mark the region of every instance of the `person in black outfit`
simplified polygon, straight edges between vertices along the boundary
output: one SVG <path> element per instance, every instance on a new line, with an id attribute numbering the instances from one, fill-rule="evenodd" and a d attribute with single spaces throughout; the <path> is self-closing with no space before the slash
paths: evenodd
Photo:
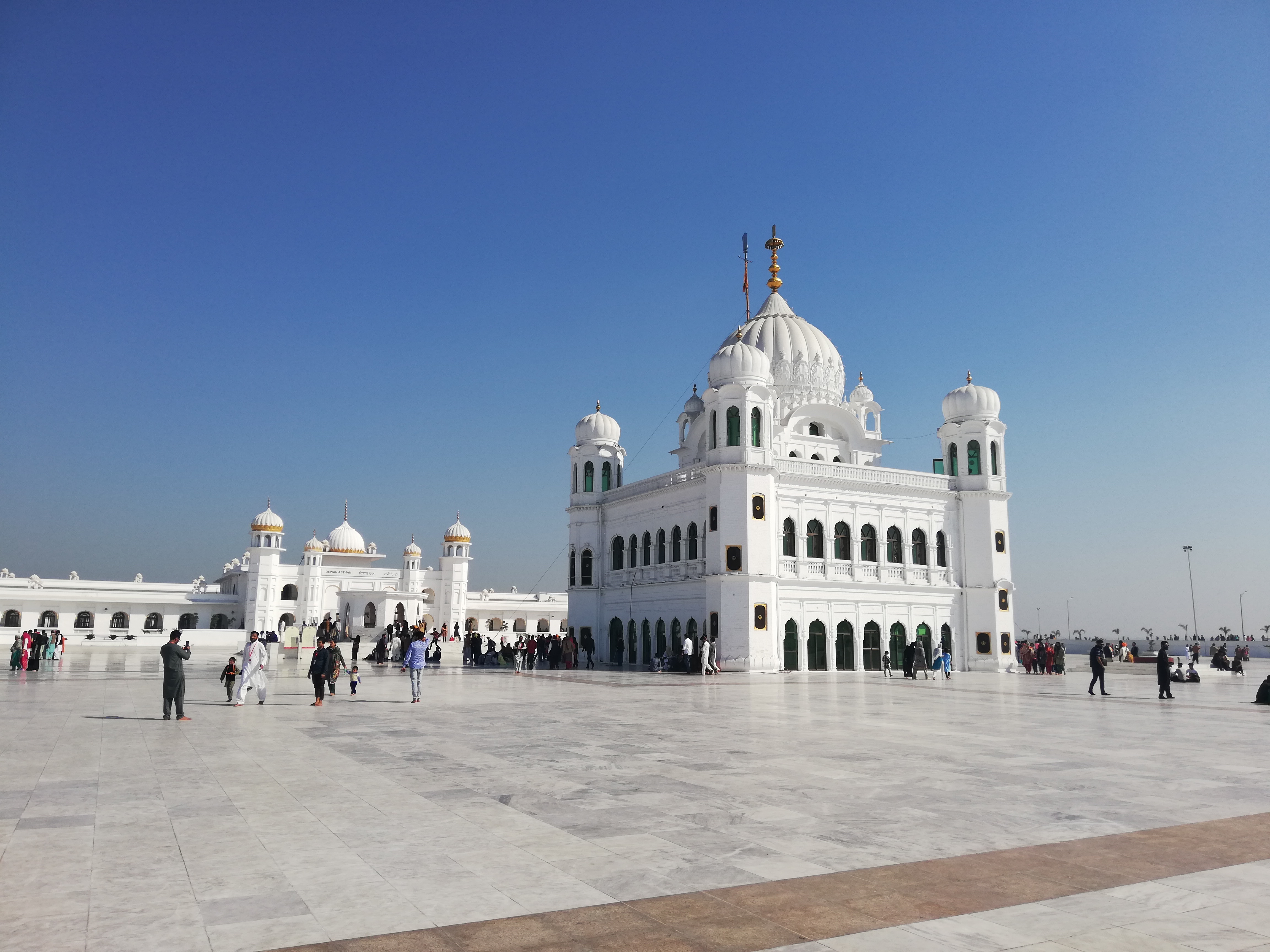
<path id="1" fill-rule="evenodd" d="M 1107 673 L 1107 661 L 1102 656 L 1102 638 L 1095 641 L 1093 647 L 1090 649 L 1090 670 L 1093 671 L 1093 677 L 1090 678 L 1090 693 L 1093 693 L 1093 685 L 1097 684 L 1102 696 L 1107 697 L 1107 685 L 1102 680 Z"/>
<path id="2" fill-rule="evenodd" d="M 1156 683 L 1160 685 L 1160 699 L 1172 701 L 1173 689 L 1170 684 L 1168 669 L 1173 666 L 1172 660 L 1168 658 L 1168 642 L 1160 642 L 1160 654 L 1156 655 Z"/>
<path id="3" fill-rule="evenodd" d="M 326 678 L 330 674 L 331 660 L 330 651 L 326 650 L 326 638 L 321 638 L 318 642 L 318 650 L 309 660 L 309 679 L 314 683 L 314 697 L 318 698 L 310 707 L 321 707 L 323 698 L 326 696 Z"/>
<path id="4" fill-rule="evenodd" d="M 163 718 L 171 720 L 171 706 L 177 704 L 177 720 L 188 721 L 185 717 L 185 661 L 189 660 L 189 644 L 182 647 L 180 632 L 174 631 L 168 636 L 168 644 L 159 649 L 163 656 Z"/>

-.-.-

• **Prompt**
Can you write out the listing again with "black outfit" switched to "dark clothing" and nothing else changed? Leave the pictures out.

• **Task solution**
mark the region of every instance of the `person in dark clothing`
simplified polygon, straight edges between vertices along the boundary
output: one SVG <path> element per instance, every instance on a new line, with an id attribute numbering the instances from one, fill-rule="evenodd" and a d attribute with single spaces throughout; the <path> is self-closing with no space before the slash
paths: evenodd
Photo:
<path id="1" fill-rule="evenodd" d="M 1107 673 L 1107 661 L 1102 656 L 1102 638 L 1095 641 L 1093 647 L 1090 649 L 1090 670 L 1093 671 L 1093 677 L 1090 678 L 1090 693 L 1093 693 L 1093 685 L 1097 684 L 1102 696 L 1107 697 L 1107 685 L 1102 680 Z"/>
<path id="2" fill-rule="evenodd" d="M 1156 683 L 1160 685 L 1160 699 L 1172 701 L 1173 689 L 1170 684 L 1168 669 L 1173 666 L 1172 660 L 1168 658 L 1168 642 L 1160 642 L 1160 654 L 1156 655 Z"/>
<path id="3" fill-rule="evenodd" d="M 326 678 L 330 674 L 331 660 L 330 651 L 326 650 L 326 638 L 321 638 L 318 642 L 318 650 L 309 660 L 309 679 L 314 683 L 314 697 L 318 698 L 310 707 L 321 707 L 323 698 L 326 696 Z"/>
<path id="4" fill-rule="evenodd" d="M 163 718 L 171 720 L 171 706 L 177 704 L 177 720 L 188 721 L 185 717 L 185 661 L 189 660 L 189 644 L 182 647 L 180 632 L 174 631 L 168 636 L 168 644 L 159 649 L 163 656 Z"/>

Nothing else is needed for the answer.